Material to process START
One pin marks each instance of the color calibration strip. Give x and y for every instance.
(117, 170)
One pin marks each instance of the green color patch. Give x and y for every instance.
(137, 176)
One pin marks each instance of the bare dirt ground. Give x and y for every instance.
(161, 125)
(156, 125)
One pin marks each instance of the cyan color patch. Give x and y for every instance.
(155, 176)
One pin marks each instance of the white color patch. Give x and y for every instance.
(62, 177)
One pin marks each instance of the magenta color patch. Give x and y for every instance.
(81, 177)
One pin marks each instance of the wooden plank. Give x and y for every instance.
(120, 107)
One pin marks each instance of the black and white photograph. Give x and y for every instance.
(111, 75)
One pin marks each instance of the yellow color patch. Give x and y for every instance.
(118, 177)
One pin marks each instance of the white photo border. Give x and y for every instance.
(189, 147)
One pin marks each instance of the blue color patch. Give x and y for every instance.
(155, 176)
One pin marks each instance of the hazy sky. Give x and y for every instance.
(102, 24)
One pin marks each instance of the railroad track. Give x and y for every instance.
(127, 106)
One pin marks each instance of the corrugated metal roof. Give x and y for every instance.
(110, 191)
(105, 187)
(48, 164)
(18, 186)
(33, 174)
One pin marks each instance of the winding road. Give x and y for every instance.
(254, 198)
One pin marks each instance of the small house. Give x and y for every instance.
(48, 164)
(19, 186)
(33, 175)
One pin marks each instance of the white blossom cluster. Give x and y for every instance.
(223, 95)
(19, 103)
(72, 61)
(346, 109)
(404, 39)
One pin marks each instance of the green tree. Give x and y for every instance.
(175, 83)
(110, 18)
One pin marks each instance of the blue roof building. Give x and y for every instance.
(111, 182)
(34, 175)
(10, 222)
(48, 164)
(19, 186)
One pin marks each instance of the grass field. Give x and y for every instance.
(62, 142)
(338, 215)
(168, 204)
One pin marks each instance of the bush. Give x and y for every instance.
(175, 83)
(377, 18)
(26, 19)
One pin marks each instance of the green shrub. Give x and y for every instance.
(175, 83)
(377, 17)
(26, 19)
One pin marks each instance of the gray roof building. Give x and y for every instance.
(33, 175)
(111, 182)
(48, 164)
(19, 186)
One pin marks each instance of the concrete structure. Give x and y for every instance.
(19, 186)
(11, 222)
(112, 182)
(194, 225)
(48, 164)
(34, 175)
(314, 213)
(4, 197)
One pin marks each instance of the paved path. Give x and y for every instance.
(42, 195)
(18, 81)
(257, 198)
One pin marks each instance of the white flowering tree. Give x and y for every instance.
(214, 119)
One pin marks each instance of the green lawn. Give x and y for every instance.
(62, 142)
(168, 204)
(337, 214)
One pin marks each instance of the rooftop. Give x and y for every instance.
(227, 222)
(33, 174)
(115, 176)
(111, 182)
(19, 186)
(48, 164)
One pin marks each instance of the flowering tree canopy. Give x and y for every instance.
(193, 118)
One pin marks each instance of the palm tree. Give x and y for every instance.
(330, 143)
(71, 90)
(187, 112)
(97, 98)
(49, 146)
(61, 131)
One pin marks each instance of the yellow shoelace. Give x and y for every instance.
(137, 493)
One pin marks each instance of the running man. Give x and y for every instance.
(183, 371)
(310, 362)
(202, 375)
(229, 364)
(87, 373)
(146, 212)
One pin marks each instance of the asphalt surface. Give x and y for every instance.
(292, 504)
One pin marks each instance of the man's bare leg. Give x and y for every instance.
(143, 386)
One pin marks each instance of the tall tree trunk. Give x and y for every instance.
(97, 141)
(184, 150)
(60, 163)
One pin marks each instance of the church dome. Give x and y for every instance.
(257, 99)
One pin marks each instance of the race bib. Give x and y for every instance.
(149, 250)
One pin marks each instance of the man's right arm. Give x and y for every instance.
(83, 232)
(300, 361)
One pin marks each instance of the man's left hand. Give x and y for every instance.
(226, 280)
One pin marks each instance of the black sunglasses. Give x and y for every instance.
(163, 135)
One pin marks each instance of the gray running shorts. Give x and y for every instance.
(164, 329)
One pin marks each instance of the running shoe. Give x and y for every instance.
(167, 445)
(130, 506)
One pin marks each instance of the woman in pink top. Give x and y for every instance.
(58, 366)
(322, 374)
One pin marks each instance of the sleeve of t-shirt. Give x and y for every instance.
Material to process END
▶ [What to do] Copy, exactly as written, the lines above, beginning with the one that contains "One pin marks each instance of the woman" and ending with the last.

▶ [Answer to the exercise]
One pin marks each instance of the woman in pink top. Give x and y for every instance.
(58, 366)
(322, 374)
One pin marks each instance of the sleeve of t-shirt. Give x and y for every instance.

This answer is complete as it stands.